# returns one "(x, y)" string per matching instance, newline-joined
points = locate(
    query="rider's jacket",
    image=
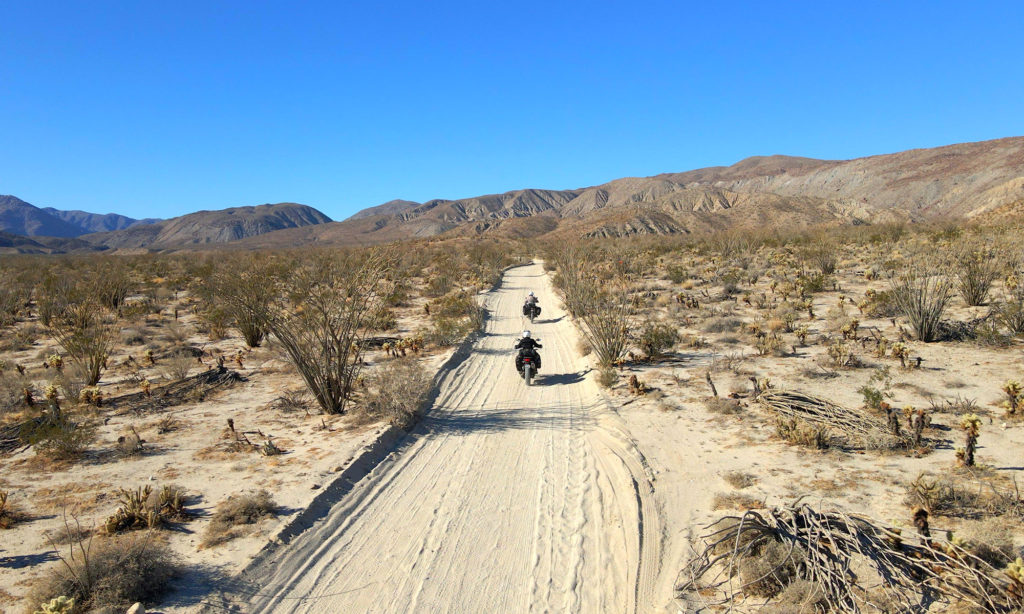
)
(527, 343)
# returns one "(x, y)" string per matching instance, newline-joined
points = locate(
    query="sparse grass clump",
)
(238, 516)
(9, 513)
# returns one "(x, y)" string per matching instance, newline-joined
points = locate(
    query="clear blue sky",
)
(160, 108)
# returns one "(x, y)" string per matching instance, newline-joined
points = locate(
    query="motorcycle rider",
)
(529, 302)
(527, 347)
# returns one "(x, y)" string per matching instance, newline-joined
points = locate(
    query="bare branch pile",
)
(849, 423)
(855, 563)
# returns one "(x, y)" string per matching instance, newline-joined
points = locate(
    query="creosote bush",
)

··········

Instructions for the task ::
Your reply should hold every line from the data that contains "rider", copied in full.

Expected answer ::
    query="rider's jacket",
    query="motorcycle rider",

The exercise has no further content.